En 1995, Brad Pitt explosait à l'écran et imposait définitivement une image de séducteur farouche grâce à sa composition dans Thelma & Louise, Entretien avec un vampire et, surtout, Légendes d'automne.

 

Que penser de cette fresque épique s’étalant sur une vie d’homme (les premières images nous montrent Tristan Ludlow tout jeune et le film s’achève sur sa mort) ? Adaptée d’un roman du grand Jim Harrison, elle s’inscrit dans la lignée des sagas familiales dans lesquelles on prend fait et cause pour un des membres et qui, sur fond d’époque tragique, narre les liens et les dissensions qui entretiennent une existence. Ajoutez-y des paysages somptueux baignés de la lumière magique (« moite » affirme le réalisateur dans l’amusant mais respectueux commentaire audio du DVD Columbia-TriStar) du Nord américain et illustrés par une magnifique ballade aux accents celtiques créée par James Horner et vous tenez un genre d’épopée dont sont friands les Anglo-Saxons.

[critique] Légendes d'automne : la fureur de vivre

Cependant, bien que ressemblant fortement à une oeuvre de David Lean (dont Edward Zwick avoue s'être pourtant fortement inspiré), à bien y regarder, et malgré l’intense travail de reconstitution historique (la recréation du centre ville d’Helena à partir des rues de Vancouver choisie pour des raisons d'économie) ou les scènes restituant l'enfer des tranchées, on a moins le sentiment d’assister à un grand film d’aventures que celui de voir la trajectoire d'un homme remarquable, hors du temps, des modes et des principes, un héros moderne, profondément romantique, autour duquel ne font que graviter, attentifs à s’insérer autant que faire se peut dans une société en pleine mutation (conséquences de la Révolution industrielle, éclatement de la Première Guerre Mondiale et prémisses de la Décolonisation), des personnages moins « magnétiques », voire iconiques. Car le film, débutant sur le mode du témoignage a posteriori (un vieil Indien Cree, compagnon de toujours du colonel Ludlow et nommé One Stab, raconte l’histoire de Tristan) est tout entier axé, mais de façon presque masquée et subtile, sur le destin du fils cadet. Dès le début, le Peau-Rouge, qui s'évertue à ne jamais s'abaisser à parler la langue de l'Homme blanc - tout en la comprenant fort bien - et qui deviendra son mentor, le voit comme une force de la Nature, un être sauvage, indomptable, dont la fougue n’a d’égale que l’indiscipline. Tristan, malgré l’amour qu’il porte à ses deux frères (l’aîné, Alfred, posé et pénétré de son rôle de référent ; le benjamin, Samuel, diaphane, dont l’enthousiasme le dispute à la soif de (re)connaissance), est un animal solitaire en lequel, bien qu’il s’en cache – de moins en moins ouvertement – le colonel Ludlow voit l'incarnation de cette folie qu’il cherchait à calmer, loin de la guerre civile pour laquelle il avait patiemment servi un gouvernement qu’il rejette à présent, loin du bruit et de la fureur des grandes villes, dans ce Montana immense et sauvage qui fera fuir jusqu’à sa femme. Ainsi, insidieusement, le récit s’attellera à décrire la grandeur et la décadence de cette famille qui connut ses plus belles heures jusqu’au jour où Samuel, de retour de brillantes études, lui amena sa fiancée, Susannah, une jeune femme brillante mais orpheline.

Extraits d'un jeu de données d'annotation par points:
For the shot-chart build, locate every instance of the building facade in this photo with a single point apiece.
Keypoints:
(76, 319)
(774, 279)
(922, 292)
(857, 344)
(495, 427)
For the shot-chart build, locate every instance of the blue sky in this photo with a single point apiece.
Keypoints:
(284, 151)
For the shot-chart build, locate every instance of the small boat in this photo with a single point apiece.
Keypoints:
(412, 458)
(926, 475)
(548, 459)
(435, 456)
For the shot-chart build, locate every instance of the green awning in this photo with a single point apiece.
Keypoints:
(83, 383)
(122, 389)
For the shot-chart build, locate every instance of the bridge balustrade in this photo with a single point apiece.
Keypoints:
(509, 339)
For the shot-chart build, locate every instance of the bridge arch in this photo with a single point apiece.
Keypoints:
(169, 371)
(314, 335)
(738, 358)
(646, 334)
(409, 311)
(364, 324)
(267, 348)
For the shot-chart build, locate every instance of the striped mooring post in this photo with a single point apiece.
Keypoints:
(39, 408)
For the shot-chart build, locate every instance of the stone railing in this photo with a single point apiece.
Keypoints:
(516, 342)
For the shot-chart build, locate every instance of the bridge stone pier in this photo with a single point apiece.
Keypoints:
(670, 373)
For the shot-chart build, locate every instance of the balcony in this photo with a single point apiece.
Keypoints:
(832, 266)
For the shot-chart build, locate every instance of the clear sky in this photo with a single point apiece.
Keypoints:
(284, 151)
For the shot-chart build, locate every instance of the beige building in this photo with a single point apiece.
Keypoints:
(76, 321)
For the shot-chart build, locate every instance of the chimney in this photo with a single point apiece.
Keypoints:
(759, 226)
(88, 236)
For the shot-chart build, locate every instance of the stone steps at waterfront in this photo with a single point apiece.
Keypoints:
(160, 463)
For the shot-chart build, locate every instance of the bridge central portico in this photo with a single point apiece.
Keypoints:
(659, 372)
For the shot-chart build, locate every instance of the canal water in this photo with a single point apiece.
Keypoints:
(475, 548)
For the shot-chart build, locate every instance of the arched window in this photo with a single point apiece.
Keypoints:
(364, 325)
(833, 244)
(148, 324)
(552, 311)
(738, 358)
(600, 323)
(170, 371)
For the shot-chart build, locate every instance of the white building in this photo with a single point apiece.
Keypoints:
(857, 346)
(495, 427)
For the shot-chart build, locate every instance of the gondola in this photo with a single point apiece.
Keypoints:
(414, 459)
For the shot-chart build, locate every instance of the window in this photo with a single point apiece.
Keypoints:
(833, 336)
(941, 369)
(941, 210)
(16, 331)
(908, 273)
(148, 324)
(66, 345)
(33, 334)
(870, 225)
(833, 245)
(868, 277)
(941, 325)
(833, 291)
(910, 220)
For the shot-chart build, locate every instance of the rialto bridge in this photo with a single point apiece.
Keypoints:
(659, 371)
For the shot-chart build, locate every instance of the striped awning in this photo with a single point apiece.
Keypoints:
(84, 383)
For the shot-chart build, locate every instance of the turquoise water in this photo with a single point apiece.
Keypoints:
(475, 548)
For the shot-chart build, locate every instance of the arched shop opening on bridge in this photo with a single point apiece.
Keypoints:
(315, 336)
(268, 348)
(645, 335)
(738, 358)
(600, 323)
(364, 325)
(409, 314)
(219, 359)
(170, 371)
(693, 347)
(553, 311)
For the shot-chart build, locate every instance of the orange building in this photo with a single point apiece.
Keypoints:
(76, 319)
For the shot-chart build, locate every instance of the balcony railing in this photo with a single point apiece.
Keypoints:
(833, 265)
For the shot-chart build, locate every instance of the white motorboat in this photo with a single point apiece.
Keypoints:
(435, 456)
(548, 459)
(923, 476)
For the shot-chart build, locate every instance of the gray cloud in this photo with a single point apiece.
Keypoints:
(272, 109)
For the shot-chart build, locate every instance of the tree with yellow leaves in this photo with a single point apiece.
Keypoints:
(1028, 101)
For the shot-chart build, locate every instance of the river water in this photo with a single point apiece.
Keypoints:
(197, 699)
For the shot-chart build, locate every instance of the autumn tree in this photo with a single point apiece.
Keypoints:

Consigne 1> Résume en deux phrases la critique de Légendes d'automne.
Consigne 2> Présente sous forme de liste JSON de chaînes, à raison d'une chaîne par ligne et sans les lignes vides, la partie des enregistrements qui commence à la ligne contenant « the white motorboat » et s'arrête à la fin des enregistrements.

Réponse 1> Adapté d'un roman de Jim Harrison, Légendes d'automne est une fresque épique qui suit la vie de Tristan Ludlow de sa jeunesse à sa mort, dans des paysages somptueux du Nord américain portés par une ballade aux accents celtiques de James Horner. Malgré l'intense travail de reconstitution historique et les scènes de tranchées, ce récit, confié au vieil Indien Cree One Stab, tient moins du grand film d'aventures que de la trajectoire d'un héros moderne et romantique, autour duquel se dessinent la grandeur et la décadence de sa famille.

Réponse 2>
[
  "For the shot-chart build, locate every instance of the white motorboat in this photo with a single point apiece.",
  "Keypoints:",
  "(435, 456)",
  "(548, 459)",
  "(923, 476)",
  "For the shot-chart build, locate every instance of the gray cloud in this photo with a single point apiece.",
  "Keypoints:",
  "(272, 109)",
  "For the shot-chart build, locate every instance of the tree with yellow leaves in this photo with a single point apiece.",
  "Keypoints:",
  "(1028, 101)",
  "For the shot-chart build, locate every instance of the river water in this photo with a single point apiece.",
  "Keypoints:",
  "(197, 699)",
  "For the shot-chart build, locate every instance of the autumn tree in this photo with a single point apiece.",
  "Keypoints:"
]